Source information:

----------------

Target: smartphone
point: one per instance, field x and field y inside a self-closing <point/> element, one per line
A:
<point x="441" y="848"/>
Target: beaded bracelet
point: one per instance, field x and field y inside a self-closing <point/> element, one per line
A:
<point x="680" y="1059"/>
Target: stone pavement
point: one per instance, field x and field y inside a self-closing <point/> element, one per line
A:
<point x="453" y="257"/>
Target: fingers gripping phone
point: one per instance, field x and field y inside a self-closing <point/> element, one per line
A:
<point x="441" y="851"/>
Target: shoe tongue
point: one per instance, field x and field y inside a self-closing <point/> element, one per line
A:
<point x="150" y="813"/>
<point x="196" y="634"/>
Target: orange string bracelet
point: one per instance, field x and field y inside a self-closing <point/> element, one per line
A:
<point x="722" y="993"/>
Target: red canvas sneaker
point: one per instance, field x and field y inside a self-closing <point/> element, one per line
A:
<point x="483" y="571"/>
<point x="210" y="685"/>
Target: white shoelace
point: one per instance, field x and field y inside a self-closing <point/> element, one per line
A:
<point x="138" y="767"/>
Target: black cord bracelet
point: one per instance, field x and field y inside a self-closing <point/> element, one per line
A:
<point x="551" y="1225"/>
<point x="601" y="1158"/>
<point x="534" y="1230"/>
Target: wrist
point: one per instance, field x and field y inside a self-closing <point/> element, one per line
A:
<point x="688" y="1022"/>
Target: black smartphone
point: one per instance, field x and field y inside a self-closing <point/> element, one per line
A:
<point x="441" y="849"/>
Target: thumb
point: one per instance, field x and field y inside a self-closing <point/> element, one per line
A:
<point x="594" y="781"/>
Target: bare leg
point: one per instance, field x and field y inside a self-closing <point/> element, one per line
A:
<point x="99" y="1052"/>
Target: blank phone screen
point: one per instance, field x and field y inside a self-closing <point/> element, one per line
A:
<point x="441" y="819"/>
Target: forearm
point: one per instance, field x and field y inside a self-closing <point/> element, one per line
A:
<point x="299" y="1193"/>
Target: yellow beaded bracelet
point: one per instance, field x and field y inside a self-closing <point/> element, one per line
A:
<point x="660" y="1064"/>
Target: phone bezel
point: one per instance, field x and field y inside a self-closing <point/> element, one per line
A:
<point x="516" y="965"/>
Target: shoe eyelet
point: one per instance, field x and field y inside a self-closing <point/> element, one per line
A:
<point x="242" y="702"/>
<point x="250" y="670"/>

----------------

Work order: Repeat the material exactly, please, so that each line matches its source.

Written solution:
Target: smartphone
point: one per instance, field x and field y inside a self-closing <point/> element, one per line
A:
<point x="441" y="848"/>
Target: beaded bracelet
point: one per instance, field x and field y inside a self-closing <point/> element, one per line
A:
<point x="680" y="1059"/>
Target: stone pavement
point: one per instance, field x and field y inside a self-closing <point/> element, one per line
A:
<point x="453" y="257"/>
Target: fingers gripping phone
point: one per instance, field x and field y inside a self-closing <point/> element, one per line
A:
<point x="441" y="851"/>
Target: shoe tongue
point: one per instance, field x and field y inside a self-closing <point/> element, one per line
A:
<point x="150" y="813"/>
<point x="196" y="634"/>
Target: orange string bracelet
point: one per instance, field x and field y inside a self-closing <point/> element, one per line
A:
<point x="722" y="993"/>
Target: red canvas sneaker
point: one per instance, field x and field y inside a self-closing <point/> element, one per line
A:
<point x="483" y="571"/>
<point x="210" y="685"/>
Target: white shoelace
point: one per instance, field x and field y inside a self-closing <point/> element, one per line
A:
<point x="138" y="767"/>
Target: black cord bracelet
point: one per instance, field x and field y inside a self-closing <point/> element, one per line
A:
<point x="551" y="1225"/>
<point x="601" y="1158"/>
<point x="534" y="1230"/>
Target: wrist
point: one per instance, field x and field y inside a self-closing <point/> element, one per line
A:
<point x="688" y="1022"/>
Target: black smartphone
point: one per instance, field x and field y inside a self-closing <point/> element, one per line
A:
<point x="441" y="849"/>
Target: thumb
point: one per instance, field x and field y inside a self-closing <point/> element, one per line
A:
<point x="594" y="781"/>
Target: bare leg
point: one per instance, field x and field y inside a self-closing <point/> element, one per line
A:
<point x="99" y="1052"/>
Target: blank phone screen
point: one per instance, field x and field y inside a self-closing <point/> element, one per line
A:
<point x="441" y="819"/>
Target: forearm
point: one per instance, field x and field y inside a self-closing <point/> element, one per line
A:
<point x="299" y="1193"/>
Target: yellow beaded bracelet
point: one per instance, field x and field y inside a self-closing <point/> element, one per line
A:
<point x="660" y="1064"/>
Target: phone bezel
point: one per instance, field x and field y inside a self-closing <point/> element, one per line
A:
<point x="516" y="965"/>
Target: shoe eyelet
point: one per instance, field x and field y inside a self-closing <point/> element, one per line
A:
<point x="242" y="702"/>
<point x="250" y="670"/>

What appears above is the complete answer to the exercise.